──────── Texte à lire

« En cette saison, l'ensemble était encore ténu, le paysage n'avait pas cette opulence que lui apportait l'été, le vert des arbres commençait tout juste à poindre, car le mois d'avril c'est cela : des bourgeons, des germes, l'incertitude, l'hésitation. Avril se trouve entre le grand sommeil et le grand bond. Avril, c'est l'envie de passer à autre chose, sans que l'on parvienne à définir ce qu'est cette autre chose ». Kar
l Ove Knausgärd – Au printemps.
Cette citation notée récemment par « Hordeducontrevent » éclaire ma pensée. C'est exactement ça, une sorte de « passage » d'un état à un autre, un rite initiatique renouvelé chaque année.
La brusque envie d'en savoir plus, mais le livre ne m'est pas accessible.
En cherchant « avril », je tombe sur l'«
Avril enchanté »d'
Elizabeth von Arnim.
J'en parle à ma compagne, qui est aussi « bibliothécaire bénévole » le samedi matin au village. Vous savez, là où le bibliobus ne daigne même plus faire une halte, car plus assez rentable pour le département. Elle connaît tous les clients potentiels, mais aussi tous les livres entreposés dans cet antre magique.
« Mais oui, il y est ! »
Servi à domicile, je découvre la tête de Polly Walker, une des héroïnes d'un film tiré du livre. Une photo surannée, chevelure noire et yeux bleus qui contrastent avec l'assortiment vestimentaire, chapeau et haut blanc immaculé, juste un revers fleuri assorti aux fleurs multicolores que l'on devine dans le décor. Entourage bleu éclatant, toute la lumière de l'Italie.
Le lieu ? San Salvatore, un château perdu que l'on suppose salvateur, la « dolce vita » dans toute sa splendeur.
Je ne connaissais pas cette écrivaine britannique contemporaine d'
Elizabeth Goudge et de
Mary Webb dont j'ai parlé récemment. Vais-je y retrouver une renarde dans un domaine enchanté ? le résumé est prometteur.
Des personnages féminins entourés de fleurs, je sens déjà le parfum de l'époque. Et oui, ce livre a été écrit il y a exactement un siècle, les années folles qui prenaient paradoxalement le temps de vivre. Un « feel good » du bon vieux temps, avant d'avoir commencé la lecture, « lo mi sento bene ».
Assorti de l'humour « british » à la
Jérôme K Jérôme.
Quatre femmes dans un château, qui ne se connaissaient pas avant leur arrivée au domaine enchanté, lieu découvert dans une annonce d'un journal. Une location pour un mois, pour sortir de la grisaille londonienne et refaire le fil de sa vie.

────────────────

- Tâche courte A: Renvoyez le passage du texte à lire qui va de « Quatre femmes dans » jusqu'à « fil de sa vie. ».
- Tâche courte B: Relevez dans le texte à lire le nom de chaque écrivain cité.

──────── Informations extraites

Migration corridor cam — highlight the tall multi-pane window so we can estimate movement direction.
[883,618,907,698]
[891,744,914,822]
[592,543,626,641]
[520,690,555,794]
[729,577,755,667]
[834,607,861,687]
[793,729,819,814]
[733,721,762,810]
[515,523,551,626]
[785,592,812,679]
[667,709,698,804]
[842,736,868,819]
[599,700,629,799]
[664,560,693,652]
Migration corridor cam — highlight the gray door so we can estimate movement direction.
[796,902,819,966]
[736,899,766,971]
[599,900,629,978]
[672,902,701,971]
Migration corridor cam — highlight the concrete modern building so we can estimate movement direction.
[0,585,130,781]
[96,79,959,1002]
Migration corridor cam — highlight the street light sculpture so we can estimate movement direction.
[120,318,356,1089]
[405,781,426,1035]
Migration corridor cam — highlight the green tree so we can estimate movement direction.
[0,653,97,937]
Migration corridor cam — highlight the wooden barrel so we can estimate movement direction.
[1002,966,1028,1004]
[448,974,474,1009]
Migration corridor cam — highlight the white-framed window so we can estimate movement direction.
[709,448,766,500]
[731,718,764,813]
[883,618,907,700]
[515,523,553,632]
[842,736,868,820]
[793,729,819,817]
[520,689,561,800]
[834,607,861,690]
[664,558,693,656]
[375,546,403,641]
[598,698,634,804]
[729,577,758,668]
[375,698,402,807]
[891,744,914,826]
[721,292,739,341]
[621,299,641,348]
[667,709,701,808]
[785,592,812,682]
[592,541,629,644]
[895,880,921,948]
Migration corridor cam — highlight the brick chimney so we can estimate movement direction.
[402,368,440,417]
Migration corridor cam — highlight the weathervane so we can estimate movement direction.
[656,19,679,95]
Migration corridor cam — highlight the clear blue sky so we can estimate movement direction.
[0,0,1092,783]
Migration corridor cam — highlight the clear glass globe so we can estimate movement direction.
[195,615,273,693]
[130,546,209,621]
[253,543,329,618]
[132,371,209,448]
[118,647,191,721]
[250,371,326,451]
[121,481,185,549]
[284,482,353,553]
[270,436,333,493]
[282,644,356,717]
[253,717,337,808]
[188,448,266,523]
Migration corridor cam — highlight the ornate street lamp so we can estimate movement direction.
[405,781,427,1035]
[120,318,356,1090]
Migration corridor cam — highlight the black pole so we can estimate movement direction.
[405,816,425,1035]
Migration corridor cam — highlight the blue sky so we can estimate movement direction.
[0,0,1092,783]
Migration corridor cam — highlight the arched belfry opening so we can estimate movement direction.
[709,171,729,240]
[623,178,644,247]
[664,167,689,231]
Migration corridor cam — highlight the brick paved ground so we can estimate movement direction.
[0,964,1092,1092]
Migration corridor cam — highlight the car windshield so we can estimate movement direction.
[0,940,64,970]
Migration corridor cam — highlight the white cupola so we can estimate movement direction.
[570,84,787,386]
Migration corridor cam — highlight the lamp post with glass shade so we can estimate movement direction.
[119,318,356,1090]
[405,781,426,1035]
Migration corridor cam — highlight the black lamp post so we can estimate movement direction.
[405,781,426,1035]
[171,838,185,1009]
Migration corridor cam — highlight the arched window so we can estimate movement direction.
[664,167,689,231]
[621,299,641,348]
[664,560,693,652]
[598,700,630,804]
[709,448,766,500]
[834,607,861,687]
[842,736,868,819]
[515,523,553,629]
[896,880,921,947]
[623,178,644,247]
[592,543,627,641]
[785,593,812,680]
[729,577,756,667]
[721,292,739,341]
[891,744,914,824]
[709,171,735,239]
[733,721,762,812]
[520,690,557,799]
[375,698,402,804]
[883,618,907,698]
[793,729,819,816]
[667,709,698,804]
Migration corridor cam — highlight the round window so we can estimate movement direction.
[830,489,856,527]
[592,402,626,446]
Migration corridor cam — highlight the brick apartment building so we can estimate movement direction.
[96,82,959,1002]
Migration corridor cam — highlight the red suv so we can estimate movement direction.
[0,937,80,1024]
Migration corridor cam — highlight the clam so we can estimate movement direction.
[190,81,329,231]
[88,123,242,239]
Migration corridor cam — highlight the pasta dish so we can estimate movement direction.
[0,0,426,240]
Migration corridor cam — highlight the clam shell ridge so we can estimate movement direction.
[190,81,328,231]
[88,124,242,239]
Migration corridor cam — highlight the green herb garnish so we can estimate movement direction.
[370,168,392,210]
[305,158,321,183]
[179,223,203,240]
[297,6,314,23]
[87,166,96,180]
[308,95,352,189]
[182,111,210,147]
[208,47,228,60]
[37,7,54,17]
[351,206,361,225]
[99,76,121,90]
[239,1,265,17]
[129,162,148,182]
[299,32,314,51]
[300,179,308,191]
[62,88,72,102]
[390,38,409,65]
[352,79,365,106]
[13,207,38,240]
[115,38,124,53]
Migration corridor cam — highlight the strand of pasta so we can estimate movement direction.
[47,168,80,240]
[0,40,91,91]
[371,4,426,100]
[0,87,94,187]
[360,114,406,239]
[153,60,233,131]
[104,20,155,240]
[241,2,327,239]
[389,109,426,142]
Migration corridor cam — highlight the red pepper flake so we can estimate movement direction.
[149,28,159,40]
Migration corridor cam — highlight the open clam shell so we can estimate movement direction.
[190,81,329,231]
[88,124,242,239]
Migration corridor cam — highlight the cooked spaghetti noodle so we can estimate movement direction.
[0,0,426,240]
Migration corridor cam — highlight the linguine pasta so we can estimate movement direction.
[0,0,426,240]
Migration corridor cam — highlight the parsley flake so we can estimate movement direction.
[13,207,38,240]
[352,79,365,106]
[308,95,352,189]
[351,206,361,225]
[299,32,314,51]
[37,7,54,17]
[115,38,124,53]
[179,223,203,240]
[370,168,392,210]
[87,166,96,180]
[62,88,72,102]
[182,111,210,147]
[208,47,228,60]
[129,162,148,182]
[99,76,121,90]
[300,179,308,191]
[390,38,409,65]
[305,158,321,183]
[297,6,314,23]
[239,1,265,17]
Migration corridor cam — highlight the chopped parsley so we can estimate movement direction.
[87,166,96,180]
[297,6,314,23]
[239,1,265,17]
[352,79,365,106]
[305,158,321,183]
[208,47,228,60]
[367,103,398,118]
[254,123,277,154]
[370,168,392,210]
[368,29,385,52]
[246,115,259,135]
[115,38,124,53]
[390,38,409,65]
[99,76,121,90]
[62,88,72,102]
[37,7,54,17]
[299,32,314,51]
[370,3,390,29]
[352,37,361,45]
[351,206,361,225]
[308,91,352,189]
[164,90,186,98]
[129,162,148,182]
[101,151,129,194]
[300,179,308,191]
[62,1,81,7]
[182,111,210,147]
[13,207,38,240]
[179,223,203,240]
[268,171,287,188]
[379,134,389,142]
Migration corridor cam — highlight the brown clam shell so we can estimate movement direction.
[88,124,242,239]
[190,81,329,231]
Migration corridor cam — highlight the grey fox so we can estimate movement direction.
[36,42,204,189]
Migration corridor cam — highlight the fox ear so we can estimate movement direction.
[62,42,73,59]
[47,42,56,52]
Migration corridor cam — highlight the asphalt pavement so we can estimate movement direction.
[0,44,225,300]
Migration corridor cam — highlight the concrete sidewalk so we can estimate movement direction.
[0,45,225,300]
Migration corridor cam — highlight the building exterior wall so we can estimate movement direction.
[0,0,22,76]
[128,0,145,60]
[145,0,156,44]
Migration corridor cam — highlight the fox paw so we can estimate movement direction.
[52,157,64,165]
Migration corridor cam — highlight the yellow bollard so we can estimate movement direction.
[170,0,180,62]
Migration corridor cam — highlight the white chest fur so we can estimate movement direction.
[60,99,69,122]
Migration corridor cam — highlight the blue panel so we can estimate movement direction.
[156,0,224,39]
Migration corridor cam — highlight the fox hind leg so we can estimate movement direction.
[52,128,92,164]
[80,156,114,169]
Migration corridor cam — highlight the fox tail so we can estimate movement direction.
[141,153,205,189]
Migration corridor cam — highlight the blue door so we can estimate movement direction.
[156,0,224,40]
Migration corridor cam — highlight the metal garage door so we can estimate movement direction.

────────────────

- Sortie complète A:
Quatre femmes dans un château, qui ne se connaissaient pas avant leur arrivée au domaine enchanté, lieu découvert dans une annonce d'un journal. Une location pour un mois, pour sortir de la grisaille londonienne et refaire le fil de sa vie.

- Sortie complète B:
- Karl Ove Knausgärd
- Elizabeth von Arnim
- Elizabeth Goudge
- Mary Webb
- Jérôme K Jérôme